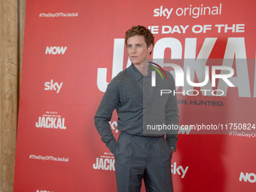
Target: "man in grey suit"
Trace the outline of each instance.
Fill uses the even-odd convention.
[[[153,51],[154,38],[147,28],[137,26],[126,31],[125,42],[132,65],[108,85],[95,115],[95,125],[102,142],[114,155],[118,192],[140,191],[142,178],[147,191],[173,191],[171,158],[176,150],[178,130],[150,134],[145,133],[144,129],[145,122],[151,119],[177,126],[176,97],[169,94],[155,99],[153,102],[157,107],[154,108],[154,113],[149,107],[154,105],[151,102],[145,105],[148,95],[143,92],[148,87],[147,78],[151,78],[149,72],[152,68],[147,65],[145,68],[143,63]],[[157,82],[164,82],[161,84],[166,87],[175,90],[173,78],[166,73],[165,81],[157,78]],[[114,109],[120,132],[117,142],[108,123]]]

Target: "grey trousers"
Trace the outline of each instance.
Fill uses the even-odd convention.
[[[139,192],[144,178],[147,192],[172,192],[172,152],[164,137],[121,133],[114,152],[118,192]]]

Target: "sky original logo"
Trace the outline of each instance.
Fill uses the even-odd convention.
[[[59,93],[62,84],[63,84],[62,82],[61,82],[59,84],[57,82],[54,83],[53,79],[51,79],[50,81],[44,83],[44,90],[56,90],[56,93]]]
[[[166,78],[167,79],[167,76],[166,76],[166,72],[164,72],[163,69],[159,66],[158,64],[155,63],[155,62],[148,62],[151,65],[154,65],[156,66],[157,66],[160,69],[161,69],[161,71],[163,72],[164,75],[166,76]],[[153,68],[154,70],[156,70],[159,74],[161,76],[162,78],[162,80],[163,80],[163,77],[161,74],[161,72],[159,71],[159,69],[153,66],[149,66],[150,67]],[[155,71],[152,71],[151,72],[151,75],[152,75],[152,78],[151,78],[151,86],[152,87],[156,87],[156,72]]]
[[[66,50],[67,50],[67,47],[46,47],[45,54],[64,54]]]

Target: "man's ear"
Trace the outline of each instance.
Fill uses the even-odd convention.
[[[148,46],[148,53],[151,53],[152,52],[152,50],[153,50],[153,44],[152,44]]]

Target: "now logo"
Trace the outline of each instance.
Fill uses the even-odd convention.
[[[46,47],[45,54],[64,54],[66,50],[67,50],[67,47]]]
[[[246,174],[245,175],[242,172],[241,172],[239,181],[242,181],[242,180],[243,180],[245,182],[247,182],[247,181],[248,181],[250,183],[254,183],[256,182],[256,175],[253,172],[246,172]]]
[[[53,191],[46,190],[37,190],[36,192],[53,192]]]

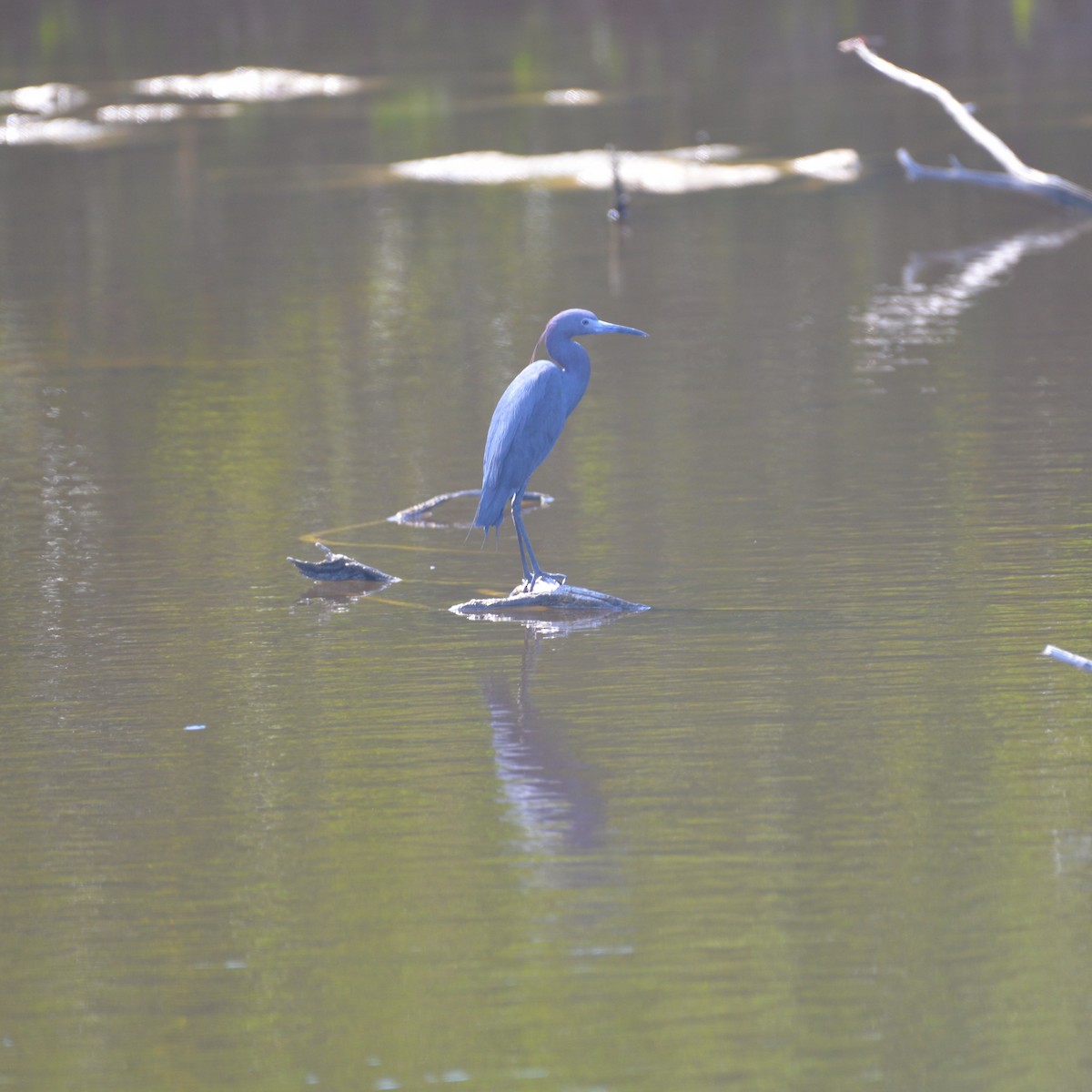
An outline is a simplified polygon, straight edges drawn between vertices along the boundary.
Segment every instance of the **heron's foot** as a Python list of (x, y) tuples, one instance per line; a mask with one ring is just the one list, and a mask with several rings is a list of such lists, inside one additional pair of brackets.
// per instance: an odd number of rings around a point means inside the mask
[(538, 583), (539, 580), (547, 580), (551, 584), (560, 586), (568, 579), (569, 578), (563, 572), (536, 572), (530, 580), (523, 581), (523, 592), (525, 595), (530, 595), (535, 590), (535, 584)]

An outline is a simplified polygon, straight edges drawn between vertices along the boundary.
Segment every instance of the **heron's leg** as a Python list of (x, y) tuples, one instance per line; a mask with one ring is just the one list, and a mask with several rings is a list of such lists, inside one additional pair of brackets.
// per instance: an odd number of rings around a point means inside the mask
[[(523, 525), (523, 490), (512, 498), (512, 522), (515, 524), (515, 541), (520, 544), (520, 560), (523, 562), (523, 590), (533, 592), (535, 581), (539, 577), (553, 580), (555, 584), (563, 584), (568, 579), (563, 572), (543, 572), (535, 551), (531, 548), (531, 538), (527, 536), (527, 529)], [(524, 554), (526, 550), (526, 554)], [(530, 562), (530, 563), (529, 563)]]
[[(531, 572), (531, 567), (527, 565), (527, 553), (531, 550), (531, 541), (527, 538), (526, 529), (523, 526), (523, 518), (520, 514), (520, 509), (523, 507), (523, 490), (519, 490), (512, 498), (512, 523), (515, 526), (515, 545), (520, 547), (520, 565), (523, 566), (523, 586), (527, 589), (534, 582), (534, 575)], [(526, 546), (524, 546), (526, 542)], [(537, 568), (538, 562), (535, 561), (534, 554), (531, 554), (531, 560), (534, 561)]]

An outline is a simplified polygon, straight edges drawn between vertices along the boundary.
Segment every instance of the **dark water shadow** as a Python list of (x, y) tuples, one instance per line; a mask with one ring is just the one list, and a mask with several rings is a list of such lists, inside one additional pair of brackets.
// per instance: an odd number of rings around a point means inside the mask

####

*PROBLEM STATEMENT*
Each line of the data is to be duplicated exactly; pictures stay out of the copy.

*EXERCISE ANSWER*
Target: "man in grey suit"
Trace the outline of each instance.
Fill uses the even-odd convention.
[[[153,51],[154,38],[147,28],[137,26],[126,31],[125,42],[132,65],[108,85],[95,115],[95,125],[102,142],[114,155],[118,192],[140,191],[142,178],[147,191],[173,191],[171,158],[176,150],[178,130],[150,134],[145,133],[144,129],[145,122],[151,119],[177,126],[176,97],[169,94],[155,99],[153,102],[157,107],[154,108],[154,113],[149,107],[154,105],[151,102],[145,105],[148,95],[143,92],[148,87],[147,78],[151,78],[149,72],[152,68],[147,65],[145,68],[143,63]],[[157,82],[164,82],[161,84],[166,87],[175,90],[173,78],[166,73],[165,81],[157,78]],[[114,109],[120,132],[117,142],[108,123]]]

Target: "grey trousers"
Trace the outline of each instance.
Fill uses the even-odd convention.
[[[139,192],[144,178],[147,192],[172,192],[172,152],[164,137],[121,133],[114,152],[118,192]]]

Target: "sky original logo"
Trace the outline of each instance.
Fill uses the even-odd convention.
[[[59,93],[62,84],[63,84],[62,82],[61,82],[59,84],[57,82],[54,83],[53,79],[51,79],[50,81],[44,83],[44,90],[56,90],[56,93]]]
[[[166,78],[167,79],[167,76],[166,76],[166,72],[164,72],[163,69],[159,66],[158,64],[155,63],[155,62],[148,62],[151,65],[154,65],[156,66],[157,66],[160,69],[161,69],[161,71],[163,72],[164,75],[166,76]],[[153,68],[154,70],[156,70],[159,74],[161,76],[162,78],[162,80],[163,80],[163,77],[161,74],[161,72],[159,71],[159,69],[153,66],[149,66],[150,67]],[[155,71],[152,71],[151,72],[151,75],[152,75],[152,78],[151,78],[151,86],[152,87],[156,87],[156,72]]]
[[[66,50],[67,50],[67,47],[46,47],[45,54],[64,54]]]

Target: "man's ear"
Trace the outline of each instance.
Fill uses the even-odd convention.
[[[148,46],[148,53],[151,53],[152,52],[152,50],[153,50],[153,44],[152,44]]]

Target: "now logo"
Trace the outline of each instance.
Fill uses the even-odd convention.
[[[46,47],[45,54],[64,54],[66,50],[67,50],[67,47]]]
[[[246,174],[245,175],[242,172],[241,172],[239,181],[242,181],[242,180],[243,180],[245,182],[247,182],[247,181],[248,181],[250,183],[254,183],[256,182],[256,175],[253,172],[246,172]]]
[[[53,191],[46,190],[37,190],[36,192],[53,192]]]

An outline is a simplified polygon, straight edges drawn between vertices along the boundary.
Segment every instance of the **heron's foot** as a Python list of (x, y) tuples, one instance per line; a mask with one ring is just the one list, and a mask with several rings is a list of such lists, inside one additional pair of brackets.
// per instance: an odd number of rings around a point means inside the mask
[(538, 583), (539, 580), (547, 580), (551, 584), (560, 586), (568, 579), (569, 578), (563, 572), (536, 572), (530, 580), (523, 581), (523, 592), (525, 595), (530, 595), (535, 590), (535, 584)]

An outline is a simplified polygon, straight edges drawn between vertices along the boundary.
Segment every instance of the **heron's leg** as a Python list of (x, y) tuples, one instance per line; a mask with one ring is just the one list, and a mask with several rings is a list of such lists, inside one additional pair of brackets.
// per instance: an odd number of rings around a point means inside the mask
[[(523, 525), (523, 490), (512, 498), (512, 522), (515, 524), (515, 541), (520, 544), (520, 560), (523, 562), (523, 590), (533, 592), (535, 581), (539, 577), (553, 580), (555, 584), (563, 584), (568, 579), (563, 572), (543, 572), (535, 551), (531, 548), (531, 538), (527, 536), (527, 529)], [(524, 554), (526, 550), (526, 554)], [(530, 562), (530, 563), (529, 563)]]
[[(531, 572), (531, 567), (527, 565), (527, 553), (531, 550), (531, 541), (527, 538), (526, 529), (523, 526), (523, 518), (520, 514), (520, 509), (523, 507), (523, 490), (519, 490), (512, 498), (512, 523), (515, 526), (515, 545), (520, 547), (520, 565), (523, 566), (523, 586), (527, 589), (534, 582), (534, 575)], [(526, 546), (524, 546), (526, 542)], [(537, 568), (538, 562), (535, 561), (534, 554), (531, 554), (531, 560), (534, 561)]]

An outline is a simplified polygon, straight edges drawn between vertices along the boundary.
Segment every instance of the **dark water shadow** as a Python list of (x, y) tuples, one instance per line; a mask with one ring is just the one list, and a mask with several rings is a list of such lists, inside one additional pair of brackets.
// per instance: an odd number of rings around a point means inside the mask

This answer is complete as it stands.